**** PROVIDED RECORDS

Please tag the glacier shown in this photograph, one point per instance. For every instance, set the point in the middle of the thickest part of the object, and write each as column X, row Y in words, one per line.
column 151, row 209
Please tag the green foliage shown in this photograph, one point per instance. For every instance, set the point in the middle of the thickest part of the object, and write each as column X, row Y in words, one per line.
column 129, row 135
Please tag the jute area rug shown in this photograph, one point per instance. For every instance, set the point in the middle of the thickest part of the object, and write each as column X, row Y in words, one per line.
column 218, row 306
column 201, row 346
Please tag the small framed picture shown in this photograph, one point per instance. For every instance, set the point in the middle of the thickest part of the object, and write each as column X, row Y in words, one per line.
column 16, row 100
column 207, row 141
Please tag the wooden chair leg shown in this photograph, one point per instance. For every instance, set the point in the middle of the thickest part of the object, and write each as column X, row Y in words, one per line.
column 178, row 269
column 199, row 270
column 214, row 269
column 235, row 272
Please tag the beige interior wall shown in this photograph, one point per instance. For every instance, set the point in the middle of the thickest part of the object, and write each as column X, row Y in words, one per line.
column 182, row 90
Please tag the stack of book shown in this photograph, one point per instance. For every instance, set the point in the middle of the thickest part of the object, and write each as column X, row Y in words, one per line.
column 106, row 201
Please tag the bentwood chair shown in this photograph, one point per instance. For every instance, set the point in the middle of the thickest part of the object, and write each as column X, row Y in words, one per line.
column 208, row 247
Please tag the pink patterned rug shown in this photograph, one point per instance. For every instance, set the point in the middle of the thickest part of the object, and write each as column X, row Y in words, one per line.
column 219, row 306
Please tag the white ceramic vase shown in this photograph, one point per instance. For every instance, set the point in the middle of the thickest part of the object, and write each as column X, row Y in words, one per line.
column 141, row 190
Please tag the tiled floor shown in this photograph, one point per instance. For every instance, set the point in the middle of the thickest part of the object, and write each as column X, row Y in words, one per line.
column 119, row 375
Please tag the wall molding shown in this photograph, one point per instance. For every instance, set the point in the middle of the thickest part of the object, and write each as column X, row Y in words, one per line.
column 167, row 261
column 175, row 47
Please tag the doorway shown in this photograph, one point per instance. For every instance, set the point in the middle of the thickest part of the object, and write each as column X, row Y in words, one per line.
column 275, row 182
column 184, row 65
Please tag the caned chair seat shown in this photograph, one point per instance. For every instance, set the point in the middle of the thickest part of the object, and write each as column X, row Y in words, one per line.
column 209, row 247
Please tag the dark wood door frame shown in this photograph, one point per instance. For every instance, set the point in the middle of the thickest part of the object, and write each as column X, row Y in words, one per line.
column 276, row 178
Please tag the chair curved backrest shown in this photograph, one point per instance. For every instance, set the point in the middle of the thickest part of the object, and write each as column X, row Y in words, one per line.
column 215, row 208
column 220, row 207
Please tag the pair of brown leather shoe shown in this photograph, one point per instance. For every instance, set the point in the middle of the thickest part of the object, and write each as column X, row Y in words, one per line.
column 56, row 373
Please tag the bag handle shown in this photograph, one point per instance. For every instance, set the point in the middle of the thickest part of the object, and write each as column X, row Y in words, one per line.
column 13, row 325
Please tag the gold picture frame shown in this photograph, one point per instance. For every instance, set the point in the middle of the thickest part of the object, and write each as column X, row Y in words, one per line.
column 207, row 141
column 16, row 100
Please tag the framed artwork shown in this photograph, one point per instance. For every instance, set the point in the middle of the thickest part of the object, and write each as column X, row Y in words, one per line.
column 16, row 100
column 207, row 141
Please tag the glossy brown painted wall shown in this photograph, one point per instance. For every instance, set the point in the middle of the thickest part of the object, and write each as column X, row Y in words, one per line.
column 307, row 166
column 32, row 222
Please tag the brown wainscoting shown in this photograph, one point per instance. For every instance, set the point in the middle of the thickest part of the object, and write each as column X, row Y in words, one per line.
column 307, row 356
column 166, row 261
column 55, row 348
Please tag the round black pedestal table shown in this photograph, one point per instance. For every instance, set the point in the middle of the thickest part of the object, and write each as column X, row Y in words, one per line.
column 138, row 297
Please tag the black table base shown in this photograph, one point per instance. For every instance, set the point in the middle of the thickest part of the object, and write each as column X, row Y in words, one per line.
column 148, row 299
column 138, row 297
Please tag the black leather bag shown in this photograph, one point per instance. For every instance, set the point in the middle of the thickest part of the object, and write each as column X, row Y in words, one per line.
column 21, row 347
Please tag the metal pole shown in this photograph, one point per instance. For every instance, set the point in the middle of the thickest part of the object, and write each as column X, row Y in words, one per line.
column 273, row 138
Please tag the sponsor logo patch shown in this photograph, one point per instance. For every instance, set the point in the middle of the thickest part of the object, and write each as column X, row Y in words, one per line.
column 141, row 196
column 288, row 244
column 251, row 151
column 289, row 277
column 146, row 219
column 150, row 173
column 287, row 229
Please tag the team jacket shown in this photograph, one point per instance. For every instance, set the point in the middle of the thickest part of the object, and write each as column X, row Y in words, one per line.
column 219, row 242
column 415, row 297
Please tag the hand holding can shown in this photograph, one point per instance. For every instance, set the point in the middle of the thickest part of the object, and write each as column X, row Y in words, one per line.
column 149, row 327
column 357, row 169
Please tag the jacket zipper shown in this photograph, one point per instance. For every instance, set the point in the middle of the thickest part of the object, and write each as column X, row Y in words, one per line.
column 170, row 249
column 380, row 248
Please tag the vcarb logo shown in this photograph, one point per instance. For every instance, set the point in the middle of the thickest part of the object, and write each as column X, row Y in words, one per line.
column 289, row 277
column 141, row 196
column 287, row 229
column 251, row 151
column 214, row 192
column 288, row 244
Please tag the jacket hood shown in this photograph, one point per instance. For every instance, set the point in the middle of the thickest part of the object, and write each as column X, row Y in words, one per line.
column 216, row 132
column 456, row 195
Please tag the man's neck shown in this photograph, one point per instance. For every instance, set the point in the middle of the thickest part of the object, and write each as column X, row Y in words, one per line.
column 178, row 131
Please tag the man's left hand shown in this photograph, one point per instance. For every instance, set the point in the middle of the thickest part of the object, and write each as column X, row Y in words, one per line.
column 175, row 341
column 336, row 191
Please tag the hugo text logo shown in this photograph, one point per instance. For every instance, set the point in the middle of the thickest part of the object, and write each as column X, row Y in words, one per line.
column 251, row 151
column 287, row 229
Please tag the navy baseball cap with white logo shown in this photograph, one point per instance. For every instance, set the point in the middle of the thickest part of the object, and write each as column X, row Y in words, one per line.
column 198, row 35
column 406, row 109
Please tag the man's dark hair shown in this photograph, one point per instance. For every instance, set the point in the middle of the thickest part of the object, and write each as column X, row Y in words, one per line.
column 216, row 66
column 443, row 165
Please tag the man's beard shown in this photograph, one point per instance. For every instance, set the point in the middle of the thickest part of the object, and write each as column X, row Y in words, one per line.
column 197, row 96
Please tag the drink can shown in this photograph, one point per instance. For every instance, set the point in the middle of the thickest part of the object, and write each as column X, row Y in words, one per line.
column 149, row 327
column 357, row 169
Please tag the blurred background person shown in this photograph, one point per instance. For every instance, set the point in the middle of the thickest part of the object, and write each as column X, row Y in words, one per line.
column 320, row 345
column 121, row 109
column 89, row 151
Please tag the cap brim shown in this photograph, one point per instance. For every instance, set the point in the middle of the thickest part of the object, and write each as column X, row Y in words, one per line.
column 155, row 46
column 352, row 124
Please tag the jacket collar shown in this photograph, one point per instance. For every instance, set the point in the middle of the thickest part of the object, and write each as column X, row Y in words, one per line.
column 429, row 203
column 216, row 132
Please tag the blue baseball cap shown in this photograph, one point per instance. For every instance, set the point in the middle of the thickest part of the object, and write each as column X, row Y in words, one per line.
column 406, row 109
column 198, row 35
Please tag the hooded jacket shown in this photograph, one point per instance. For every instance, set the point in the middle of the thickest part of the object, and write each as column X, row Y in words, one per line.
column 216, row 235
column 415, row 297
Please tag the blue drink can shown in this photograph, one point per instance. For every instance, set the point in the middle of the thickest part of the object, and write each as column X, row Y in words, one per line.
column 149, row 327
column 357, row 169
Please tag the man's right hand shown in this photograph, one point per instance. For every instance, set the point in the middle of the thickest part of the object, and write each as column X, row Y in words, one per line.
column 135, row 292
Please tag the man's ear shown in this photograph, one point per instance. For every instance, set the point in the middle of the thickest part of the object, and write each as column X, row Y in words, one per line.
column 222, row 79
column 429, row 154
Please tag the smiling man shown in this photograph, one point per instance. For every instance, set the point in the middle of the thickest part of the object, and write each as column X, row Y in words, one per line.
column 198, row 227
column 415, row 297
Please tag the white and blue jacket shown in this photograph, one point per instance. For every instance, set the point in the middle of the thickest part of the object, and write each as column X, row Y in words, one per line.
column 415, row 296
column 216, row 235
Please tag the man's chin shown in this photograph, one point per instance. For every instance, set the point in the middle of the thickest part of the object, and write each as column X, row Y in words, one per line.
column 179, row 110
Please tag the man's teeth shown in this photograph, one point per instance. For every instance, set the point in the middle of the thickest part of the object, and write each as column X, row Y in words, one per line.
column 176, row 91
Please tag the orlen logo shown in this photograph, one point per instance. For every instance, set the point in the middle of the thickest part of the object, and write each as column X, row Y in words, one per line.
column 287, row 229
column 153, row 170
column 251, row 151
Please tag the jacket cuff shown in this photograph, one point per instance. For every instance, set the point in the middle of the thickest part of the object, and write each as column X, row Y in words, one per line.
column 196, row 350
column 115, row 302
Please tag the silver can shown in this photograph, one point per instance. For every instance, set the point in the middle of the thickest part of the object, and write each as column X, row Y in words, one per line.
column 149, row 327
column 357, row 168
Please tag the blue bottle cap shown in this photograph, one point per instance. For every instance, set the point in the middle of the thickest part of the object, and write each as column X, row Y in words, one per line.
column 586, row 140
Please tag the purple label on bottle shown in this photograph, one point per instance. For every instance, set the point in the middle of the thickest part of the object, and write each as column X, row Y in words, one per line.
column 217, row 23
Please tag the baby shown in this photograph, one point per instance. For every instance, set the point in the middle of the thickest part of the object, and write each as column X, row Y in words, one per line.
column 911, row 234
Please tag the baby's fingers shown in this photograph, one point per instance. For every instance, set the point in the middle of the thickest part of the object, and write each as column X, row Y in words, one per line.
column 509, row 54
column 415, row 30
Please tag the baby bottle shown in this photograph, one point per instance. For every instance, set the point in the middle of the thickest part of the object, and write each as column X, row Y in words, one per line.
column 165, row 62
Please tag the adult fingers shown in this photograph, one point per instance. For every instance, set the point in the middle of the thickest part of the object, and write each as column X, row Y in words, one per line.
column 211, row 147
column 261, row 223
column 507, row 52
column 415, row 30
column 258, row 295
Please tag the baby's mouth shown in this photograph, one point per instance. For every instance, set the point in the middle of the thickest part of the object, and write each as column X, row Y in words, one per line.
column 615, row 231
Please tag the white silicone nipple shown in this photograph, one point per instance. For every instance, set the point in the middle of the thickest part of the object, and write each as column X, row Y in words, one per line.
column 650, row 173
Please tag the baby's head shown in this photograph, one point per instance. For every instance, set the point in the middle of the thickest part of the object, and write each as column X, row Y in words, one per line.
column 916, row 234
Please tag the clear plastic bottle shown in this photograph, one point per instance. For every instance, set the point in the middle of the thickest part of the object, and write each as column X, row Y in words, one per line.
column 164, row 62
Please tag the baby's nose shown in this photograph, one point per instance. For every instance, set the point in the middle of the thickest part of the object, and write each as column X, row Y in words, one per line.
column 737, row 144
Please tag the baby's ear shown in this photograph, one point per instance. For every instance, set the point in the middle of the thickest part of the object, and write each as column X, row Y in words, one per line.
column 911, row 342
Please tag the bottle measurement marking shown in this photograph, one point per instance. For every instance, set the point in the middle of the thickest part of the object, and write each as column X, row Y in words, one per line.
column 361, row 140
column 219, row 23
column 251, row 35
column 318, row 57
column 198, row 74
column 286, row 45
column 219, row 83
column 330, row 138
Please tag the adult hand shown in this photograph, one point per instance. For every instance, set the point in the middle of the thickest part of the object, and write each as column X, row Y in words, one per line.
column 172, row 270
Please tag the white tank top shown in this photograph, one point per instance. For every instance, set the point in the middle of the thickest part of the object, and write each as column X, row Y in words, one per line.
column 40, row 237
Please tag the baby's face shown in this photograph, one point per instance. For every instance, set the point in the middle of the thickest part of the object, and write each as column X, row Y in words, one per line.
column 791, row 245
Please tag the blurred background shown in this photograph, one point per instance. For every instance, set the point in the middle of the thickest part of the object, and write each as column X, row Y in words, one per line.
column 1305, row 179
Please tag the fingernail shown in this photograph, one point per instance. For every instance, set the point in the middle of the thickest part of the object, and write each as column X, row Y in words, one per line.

********

THE TASK
The lines from the one holding "Please tag the white tank" to the final line of the entries, both included, are what should be output, exactly and alone.

REPLY TO THE TASK
Please tag the white tank top shown in this photograph, one point per instance. For every instance, set the point in the middle of the thickest part of the object, and write each as column X, row Y in words, one per line.
column 40, row 237
Please tag the baby's face shown in this photograph, one point per instance. For every instance, set the point in the middle of the thickest part of the object, and write each as column X, row Y in words, one per line.
column 791, row 245
Please tag the blurred background shown in this photograph, one point per instance. For every instance, set the point in the middle of the thickest part of the object, and write each as column X, row Y in words, one per line.
column 1305, row 179
Please tag the fingernail shown in this photograph, one point per instance. For every instance, set the point in the middle of the thickest part of the object, and write each as column X, row Y in words, one per line.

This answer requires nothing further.